====== Excerpted records

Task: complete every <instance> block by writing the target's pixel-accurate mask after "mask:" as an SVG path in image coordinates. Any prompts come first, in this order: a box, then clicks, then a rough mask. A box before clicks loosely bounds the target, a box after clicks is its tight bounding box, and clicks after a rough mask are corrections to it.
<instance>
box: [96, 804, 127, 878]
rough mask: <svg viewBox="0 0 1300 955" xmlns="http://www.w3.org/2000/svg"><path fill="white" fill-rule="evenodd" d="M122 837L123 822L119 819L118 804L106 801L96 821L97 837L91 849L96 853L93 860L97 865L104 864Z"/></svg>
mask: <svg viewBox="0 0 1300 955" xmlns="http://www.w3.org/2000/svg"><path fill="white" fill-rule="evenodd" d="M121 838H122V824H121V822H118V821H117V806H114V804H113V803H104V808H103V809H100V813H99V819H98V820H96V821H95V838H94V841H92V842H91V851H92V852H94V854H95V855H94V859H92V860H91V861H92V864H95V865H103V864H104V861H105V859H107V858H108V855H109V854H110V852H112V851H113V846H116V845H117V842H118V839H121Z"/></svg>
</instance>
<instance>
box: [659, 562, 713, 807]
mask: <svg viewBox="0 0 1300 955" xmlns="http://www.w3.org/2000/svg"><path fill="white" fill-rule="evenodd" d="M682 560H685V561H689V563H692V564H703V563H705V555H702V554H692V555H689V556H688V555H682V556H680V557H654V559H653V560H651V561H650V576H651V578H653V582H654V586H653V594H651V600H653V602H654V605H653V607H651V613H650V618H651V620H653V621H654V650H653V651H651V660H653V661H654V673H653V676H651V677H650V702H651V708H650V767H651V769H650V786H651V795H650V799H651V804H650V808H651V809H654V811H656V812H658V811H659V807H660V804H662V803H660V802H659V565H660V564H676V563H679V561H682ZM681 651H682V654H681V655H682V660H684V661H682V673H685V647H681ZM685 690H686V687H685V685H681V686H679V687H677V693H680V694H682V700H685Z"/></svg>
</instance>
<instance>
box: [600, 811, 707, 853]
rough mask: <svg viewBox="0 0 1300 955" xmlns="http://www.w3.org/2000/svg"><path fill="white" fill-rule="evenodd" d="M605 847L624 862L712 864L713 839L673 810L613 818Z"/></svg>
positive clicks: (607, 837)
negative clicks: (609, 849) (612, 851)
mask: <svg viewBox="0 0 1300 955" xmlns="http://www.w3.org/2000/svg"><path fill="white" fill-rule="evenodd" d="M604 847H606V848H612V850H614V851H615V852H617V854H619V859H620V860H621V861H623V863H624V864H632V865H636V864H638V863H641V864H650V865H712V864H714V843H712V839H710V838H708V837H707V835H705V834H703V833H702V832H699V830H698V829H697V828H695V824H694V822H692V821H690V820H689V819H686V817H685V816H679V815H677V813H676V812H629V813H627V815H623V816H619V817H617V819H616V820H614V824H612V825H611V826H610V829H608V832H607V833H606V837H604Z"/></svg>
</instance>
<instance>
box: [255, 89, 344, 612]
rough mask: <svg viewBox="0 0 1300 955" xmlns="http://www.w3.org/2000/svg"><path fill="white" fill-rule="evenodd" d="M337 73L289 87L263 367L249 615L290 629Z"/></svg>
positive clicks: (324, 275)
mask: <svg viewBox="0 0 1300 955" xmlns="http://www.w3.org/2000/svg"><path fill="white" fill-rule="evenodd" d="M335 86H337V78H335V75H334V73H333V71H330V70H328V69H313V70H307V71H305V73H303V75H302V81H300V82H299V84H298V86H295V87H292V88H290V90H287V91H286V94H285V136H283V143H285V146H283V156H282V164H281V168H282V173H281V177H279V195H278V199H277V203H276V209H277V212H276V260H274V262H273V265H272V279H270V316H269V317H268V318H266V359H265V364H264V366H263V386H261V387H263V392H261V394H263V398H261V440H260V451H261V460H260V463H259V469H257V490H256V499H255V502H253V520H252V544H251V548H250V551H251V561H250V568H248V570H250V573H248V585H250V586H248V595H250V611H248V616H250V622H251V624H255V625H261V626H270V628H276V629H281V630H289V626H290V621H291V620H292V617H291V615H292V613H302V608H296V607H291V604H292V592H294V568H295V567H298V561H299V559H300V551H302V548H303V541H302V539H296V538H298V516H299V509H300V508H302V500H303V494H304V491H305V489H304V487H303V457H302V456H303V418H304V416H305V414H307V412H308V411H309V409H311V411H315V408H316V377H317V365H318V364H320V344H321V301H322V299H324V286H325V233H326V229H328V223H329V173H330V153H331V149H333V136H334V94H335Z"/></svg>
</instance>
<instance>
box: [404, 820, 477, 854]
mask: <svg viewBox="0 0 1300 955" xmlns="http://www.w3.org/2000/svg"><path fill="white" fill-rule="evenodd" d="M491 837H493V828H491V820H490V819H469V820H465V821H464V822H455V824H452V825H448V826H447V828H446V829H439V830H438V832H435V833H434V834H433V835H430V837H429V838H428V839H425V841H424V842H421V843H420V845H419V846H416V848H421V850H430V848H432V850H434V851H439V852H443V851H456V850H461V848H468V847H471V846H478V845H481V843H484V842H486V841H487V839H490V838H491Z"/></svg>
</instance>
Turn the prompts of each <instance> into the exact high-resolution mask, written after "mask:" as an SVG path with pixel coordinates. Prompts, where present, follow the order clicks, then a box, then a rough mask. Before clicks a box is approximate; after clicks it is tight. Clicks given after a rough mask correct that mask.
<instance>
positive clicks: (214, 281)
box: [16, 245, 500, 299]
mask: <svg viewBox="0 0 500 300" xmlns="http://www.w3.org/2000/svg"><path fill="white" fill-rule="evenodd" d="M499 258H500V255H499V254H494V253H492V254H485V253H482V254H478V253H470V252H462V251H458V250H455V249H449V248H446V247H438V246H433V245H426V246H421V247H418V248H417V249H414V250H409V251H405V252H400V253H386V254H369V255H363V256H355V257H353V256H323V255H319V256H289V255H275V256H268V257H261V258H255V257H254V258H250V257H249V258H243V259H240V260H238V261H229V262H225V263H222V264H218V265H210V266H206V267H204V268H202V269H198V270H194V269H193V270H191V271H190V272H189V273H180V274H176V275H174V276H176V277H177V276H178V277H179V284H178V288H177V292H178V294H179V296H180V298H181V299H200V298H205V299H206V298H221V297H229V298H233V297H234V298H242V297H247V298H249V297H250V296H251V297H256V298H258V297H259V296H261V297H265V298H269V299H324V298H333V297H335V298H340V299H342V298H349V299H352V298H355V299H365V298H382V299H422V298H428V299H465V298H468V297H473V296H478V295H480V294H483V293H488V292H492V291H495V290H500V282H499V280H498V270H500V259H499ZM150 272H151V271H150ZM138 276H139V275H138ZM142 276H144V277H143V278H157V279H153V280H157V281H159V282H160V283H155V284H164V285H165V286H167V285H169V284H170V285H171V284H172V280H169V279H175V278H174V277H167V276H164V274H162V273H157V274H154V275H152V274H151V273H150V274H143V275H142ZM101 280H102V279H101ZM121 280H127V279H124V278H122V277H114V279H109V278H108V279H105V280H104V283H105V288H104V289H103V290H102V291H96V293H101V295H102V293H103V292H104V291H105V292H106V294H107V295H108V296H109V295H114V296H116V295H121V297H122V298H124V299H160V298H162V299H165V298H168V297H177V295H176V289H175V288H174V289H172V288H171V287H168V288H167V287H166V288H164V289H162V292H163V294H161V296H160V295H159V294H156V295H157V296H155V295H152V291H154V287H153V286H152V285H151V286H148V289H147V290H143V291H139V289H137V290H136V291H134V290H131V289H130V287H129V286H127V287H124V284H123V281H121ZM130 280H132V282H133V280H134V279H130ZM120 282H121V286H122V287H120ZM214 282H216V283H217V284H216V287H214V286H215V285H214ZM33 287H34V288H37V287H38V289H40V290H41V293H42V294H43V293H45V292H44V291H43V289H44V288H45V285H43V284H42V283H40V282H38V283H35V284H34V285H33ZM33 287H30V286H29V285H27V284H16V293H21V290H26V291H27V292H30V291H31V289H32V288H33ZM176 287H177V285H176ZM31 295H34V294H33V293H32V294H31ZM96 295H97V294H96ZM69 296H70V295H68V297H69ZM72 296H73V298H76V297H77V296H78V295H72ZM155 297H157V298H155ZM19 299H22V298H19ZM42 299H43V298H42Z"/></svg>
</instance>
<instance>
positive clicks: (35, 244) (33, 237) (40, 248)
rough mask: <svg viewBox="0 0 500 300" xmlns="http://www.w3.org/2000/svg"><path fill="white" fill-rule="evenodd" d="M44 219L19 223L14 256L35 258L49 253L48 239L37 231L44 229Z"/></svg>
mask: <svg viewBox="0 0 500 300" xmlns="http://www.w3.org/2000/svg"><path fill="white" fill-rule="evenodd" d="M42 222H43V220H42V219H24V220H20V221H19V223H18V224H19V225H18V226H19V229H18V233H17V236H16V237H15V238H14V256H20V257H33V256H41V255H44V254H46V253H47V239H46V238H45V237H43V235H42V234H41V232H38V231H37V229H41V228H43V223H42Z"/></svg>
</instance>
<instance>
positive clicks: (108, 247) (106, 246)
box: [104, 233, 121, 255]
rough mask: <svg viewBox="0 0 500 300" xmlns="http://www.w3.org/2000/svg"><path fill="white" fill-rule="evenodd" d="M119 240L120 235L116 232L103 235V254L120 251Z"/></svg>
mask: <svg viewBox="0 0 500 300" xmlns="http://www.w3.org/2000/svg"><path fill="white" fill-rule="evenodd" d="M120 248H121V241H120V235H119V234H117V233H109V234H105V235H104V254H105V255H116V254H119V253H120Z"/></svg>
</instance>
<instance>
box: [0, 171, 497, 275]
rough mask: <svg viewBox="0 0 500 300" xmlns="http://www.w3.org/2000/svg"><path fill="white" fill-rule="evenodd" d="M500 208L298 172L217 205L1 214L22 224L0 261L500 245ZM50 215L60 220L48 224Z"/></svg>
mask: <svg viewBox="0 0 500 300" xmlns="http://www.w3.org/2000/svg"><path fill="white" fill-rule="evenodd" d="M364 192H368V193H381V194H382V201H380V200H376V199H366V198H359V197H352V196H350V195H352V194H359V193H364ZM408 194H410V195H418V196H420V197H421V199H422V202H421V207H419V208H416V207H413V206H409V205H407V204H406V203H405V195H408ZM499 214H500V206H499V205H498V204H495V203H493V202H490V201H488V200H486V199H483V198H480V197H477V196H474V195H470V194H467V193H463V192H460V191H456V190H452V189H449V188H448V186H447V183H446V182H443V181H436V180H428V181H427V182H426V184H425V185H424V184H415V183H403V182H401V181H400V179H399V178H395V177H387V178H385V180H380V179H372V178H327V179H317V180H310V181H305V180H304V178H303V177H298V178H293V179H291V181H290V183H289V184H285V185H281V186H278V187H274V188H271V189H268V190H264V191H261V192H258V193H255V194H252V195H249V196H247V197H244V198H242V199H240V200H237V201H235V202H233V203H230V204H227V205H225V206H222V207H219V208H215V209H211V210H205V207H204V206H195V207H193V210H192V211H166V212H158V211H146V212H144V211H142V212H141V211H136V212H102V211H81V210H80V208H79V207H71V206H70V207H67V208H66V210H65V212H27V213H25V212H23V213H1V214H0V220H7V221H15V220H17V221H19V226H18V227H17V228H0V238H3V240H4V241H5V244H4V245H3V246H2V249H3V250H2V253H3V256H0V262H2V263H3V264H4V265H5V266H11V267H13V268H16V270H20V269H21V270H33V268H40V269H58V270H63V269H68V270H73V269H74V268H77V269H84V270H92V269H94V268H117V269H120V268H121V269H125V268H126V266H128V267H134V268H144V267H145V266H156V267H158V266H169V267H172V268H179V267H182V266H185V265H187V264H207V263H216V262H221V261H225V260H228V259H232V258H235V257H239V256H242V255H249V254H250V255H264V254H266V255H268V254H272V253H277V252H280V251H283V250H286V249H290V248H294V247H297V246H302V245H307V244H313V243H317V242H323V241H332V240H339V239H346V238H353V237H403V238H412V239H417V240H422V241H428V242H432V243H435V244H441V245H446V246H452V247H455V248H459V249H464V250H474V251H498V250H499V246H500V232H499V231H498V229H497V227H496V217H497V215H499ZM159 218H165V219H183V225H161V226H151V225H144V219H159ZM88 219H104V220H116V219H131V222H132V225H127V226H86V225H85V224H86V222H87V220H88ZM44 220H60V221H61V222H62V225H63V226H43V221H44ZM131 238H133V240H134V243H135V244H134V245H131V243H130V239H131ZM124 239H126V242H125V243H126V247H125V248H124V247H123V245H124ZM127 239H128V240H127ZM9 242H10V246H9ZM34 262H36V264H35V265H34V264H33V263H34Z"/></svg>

============

▶ [Required action]:
Among the entries, how many lines carry "then"? Reply with a number and nothing else.

▶ [Expected answer]:
2